● **Aim**:
Rescale the answer coordinates in everything from the line containing "of the work" down to the end of the material, requests included, by multiplying each by 2.1 and rounding to whole numbers with halves rounded up. Write out only those lines, and leave the numbers in the requests and their format samples unchanged.

● **Provided data**:
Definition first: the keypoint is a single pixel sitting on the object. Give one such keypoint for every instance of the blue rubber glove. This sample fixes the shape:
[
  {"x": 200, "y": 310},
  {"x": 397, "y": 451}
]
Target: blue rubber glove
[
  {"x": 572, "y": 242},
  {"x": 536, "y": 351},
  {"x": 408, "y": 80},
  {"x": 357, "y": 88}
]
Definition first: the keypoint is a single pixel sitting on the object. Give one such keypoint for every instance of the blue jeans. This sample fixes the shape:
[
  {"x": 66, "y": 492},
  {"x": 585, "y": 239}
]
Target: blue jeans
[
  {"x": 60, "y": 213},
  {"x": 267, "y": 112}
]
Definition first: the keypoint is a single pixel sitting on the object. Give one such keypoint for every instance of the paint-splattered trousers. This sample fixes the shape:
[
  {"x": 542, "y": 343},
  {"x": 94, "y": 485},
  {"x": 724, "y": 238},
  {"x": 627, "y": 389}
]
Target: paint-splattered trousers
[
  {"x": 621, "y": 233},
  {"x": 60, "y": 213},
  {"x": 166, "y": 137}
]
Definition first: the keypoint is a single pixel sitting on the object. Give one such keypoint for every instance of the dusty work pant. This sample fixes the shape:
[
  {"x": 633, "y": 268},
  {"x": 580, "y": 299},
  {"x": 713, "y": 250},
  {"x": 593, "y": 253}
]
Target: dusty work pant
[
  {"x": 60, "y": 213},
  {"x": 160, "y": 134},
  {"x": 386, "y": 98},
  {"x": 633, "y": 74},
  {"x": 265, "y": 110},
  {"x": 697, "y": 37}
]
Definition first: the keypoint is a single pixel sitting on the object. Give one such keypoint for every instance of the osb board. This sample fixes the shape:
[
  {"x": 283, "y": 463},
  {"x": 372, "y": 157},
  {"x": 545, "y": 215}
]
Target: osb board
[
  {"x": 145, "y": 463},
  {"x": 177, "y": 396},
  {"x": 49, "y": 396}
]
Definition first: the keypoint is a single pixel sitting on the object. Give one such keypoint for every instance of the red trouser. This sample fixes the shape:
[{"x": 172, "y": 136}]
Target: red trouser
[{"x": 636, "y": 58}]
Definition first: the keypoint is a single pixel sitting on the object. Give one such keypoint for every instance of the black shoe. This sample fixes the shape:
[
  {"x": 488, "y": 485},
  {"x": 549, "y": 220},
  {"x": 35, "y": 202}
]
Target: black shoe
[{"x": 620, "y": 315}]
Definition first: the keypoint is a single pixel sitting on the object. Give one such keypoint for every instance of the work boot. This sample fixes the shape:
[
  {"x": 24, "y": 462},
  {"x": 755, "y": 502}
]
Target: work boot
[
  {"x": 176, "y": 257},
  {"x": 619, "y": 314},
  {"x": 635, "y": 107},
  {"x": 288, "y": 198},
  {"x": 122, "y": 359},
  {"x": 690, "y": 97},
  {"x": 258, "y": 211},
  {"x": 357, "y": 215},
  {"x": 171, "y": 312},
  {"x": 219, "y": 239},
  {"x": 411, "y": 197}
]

● **Solution**:
Definition first: the keypoint is a single pixel sitting on the object. Give one such keypoint for every instance of the work boot. This sample fixes the shape:
[
  {"x": 24, "y": 462},
  {"x": 755, "y": 502}
]
Target: work boot
[
  {"x": 370, "y": 540},
  {"x": 1300, "y": 659},
  {"x": 1334, "y": 225},
  {"x": 605, "y": 416},
  {"x": 256, "y": 754},
  {"x": 1449, "y": 204},
  {"x": 542, "y": 443},
  {"x": 750, "y": 452},
  {"x": 359, "y": 655},
  {"x": 460, "y": 502},
  {"x": 863, "y": 414}
]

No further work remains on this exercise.